Task description:
Your task is to quote the material that follows, in full and exactly.

Records of labeled points:
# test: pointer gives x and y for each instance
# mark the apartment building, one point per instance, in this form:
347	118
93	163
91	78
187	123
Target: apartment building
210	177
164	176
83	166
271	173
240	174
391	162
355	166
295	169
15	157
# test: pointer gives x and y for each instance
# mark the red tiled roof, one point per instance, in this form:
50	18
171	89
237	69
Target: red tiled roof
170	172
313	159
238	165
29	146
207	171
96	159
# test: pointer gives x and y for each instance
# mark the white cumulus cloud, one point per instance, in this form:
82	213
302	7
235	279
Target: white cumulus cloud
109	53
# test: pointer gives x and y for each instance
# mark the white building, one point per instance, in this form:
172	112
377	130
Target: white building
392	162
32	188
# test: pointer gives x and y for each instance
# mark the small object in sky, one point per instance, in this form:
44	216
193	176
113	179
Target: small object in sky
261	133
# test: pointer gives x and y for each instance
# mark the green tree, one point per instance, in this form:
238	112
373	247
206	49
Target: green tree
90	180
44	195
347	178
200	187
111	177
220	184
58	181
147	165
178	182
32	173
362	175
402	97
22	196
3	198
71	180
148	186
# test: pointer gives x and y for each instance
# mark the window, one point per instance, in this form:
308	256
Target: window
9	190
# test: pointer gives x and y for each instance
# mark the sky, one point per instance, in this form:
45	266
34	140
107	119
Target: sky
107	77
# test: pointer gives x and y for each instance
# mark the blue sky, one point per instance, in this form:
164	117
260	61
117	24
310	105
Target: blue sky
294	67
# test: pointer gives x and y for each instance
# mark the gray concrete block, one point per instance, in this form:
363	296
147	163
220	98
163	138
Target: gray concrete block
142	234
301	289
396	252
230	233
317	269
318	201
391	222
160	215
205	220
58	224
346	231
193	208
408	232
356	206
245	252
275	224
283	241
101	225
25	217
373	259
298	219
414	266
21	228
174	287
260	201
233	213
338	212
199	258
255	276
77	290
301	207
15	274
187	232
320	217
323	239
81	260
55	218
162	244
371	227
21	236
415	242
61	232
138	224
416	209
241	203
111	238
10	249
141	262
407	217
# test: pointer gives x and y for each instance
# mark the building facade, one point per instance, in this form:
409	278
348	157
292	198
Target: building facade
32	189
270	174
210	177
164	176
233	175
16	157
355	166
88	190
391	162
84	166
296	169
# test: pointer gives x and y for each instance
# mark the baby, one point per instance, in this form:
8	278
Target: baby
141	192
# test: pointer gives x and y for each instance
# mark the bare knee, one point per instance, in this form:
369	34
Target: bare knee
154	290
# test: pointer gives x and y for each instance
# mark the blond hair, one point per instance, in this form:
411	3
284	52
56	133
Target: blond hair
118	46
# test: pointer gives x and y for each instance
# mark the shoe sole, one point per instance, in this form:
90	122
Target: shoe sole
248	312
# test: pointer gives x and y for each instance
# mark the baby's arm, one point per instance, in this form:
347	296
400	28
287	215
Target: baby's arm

Problem solution:
# test: pointer gives x and y for each instance
# mark the apartment building, one point per instance, in this form:
347	118
93	163
91	78
187	123
Target: apartment building
210	177
164	176
83	166
271	173
240	174
391	162
355	166
295	169
15	157
# test: pointer gives x and y for each instance
# mark the red tiled roof, one point per instance, in this form:
50	18
171	89
237	69
Target: red tiled roof
170	172
313	159
238	165
29	146
207	171
96	159
# test: pointer gives x and y for each instance
# mark the white cumulus cloud, one point per instance, in this form:
82	213
302	7
235	279
Target: white cumulus cloud
109	53
# test: pointer gives x and y for each instance
# mark the white building, one point per instance, in this form:
172	112
377	130
Target: white building
392	162
32	188
# test: pointer gives x and y for each instance
# mark the small object in sky, one point per instance, in this form:
44	216
193	176
113	179
Target: small object in sky
261	133
# test: pointer gives x and y for each instance
# mark the green tree, one point per instance, in this form:
238	112
373	247
206	49
Target: green tree
90	180
44	195
347	178
200	187
111	177
220	184
58	181
147	165
178	182
32	173
362	175
402	97
22	196
3	198
71	180
148	186
# test: pointer gives x and y for each instance
# mark the window, one point per instance, in this form:
308	256
Target: window
9	190
# test: pointer gives x and y for each instance
# mark the sky, one point per instance, in this form:
45	266
34	140
107	119
Target: sky
107	77
# test: pointer gives x and y for each instance
# mark the blue sky, one point per instance, in this form:
164	117
260	61
117	24
310	105
Target: blue sky
294	67
# test: pointer gives x and y for each instance
# mark the gray concrete block, one point per instance, in this form:
363	296
147	163
220	98
163	138
Target: gray concrete block
142	234
301	289
396	252
230	233
317	269
318	201
391	222
160	215
205	220
58	224
346	231
193	208
408	232
356	206
245	252
275	224
283	241
101	225
25	217
373	259
298	219
414	266
21	228
174	287
260	201
233	213
338	212
199	258
255	276
77	290
301	207
15	274
187	232
320	217
323	239
81	260
55	218
162	244
371	227
21	236
415	242
61	232
138	224
416	209
241	203
111	238
10	249
141	262
407	217
# test: pointer gives x and y for each instance
# mark the building facade, one point per instance, in this form:
409	278
348	157
292	198
Target: building facade
32	189
270	174
210	177
164	176
233	175
16	157
355	166
88	190
391	162
84	166
296	169
# test: pointer gives x and y for each instance
# mark the baby, one point per instance, in this form:
8	278
Target: baby
141	192
# test: pointer gives x and y for each instance
# mark the bare knee, one point per instance, in this form:
369	34
Target: bare knee
154	290
# test: pointer gives x and y for each instance
# mark the blond hair, one point per instance, in this form:
411	3
284	52
56	133
Target: blond hair
118	46
# test: pointer gives x and y for each instance
# mark the shoe sole, one point per instance, in this form:
90	122
Target: shoe sole
248	312
# test: pointer gives x and y for each instance
# mark the baby's arm, one point per instance, in this form:
347	296
400	28
287	215
Target: baby's arm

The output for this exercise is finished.